> [WHAT IS NEEDED]: An exact, picture-free copy of the listing is required.

───── EXERCISE DATA

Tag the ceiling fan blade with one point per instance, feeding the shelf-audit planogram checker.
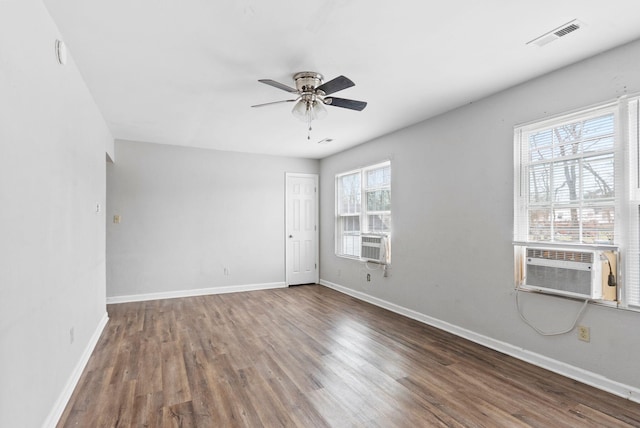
(278, 85)
(335, 85)
(344, 103)
(274, 102)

──────────

> [ANSWER TO THIS TASK]:
Tag the ceiling fan blade with one point per instance, feeding the shelf-audit planogram checker.
(278, 85)
(335, 85)
(344, 103)
(274, 102)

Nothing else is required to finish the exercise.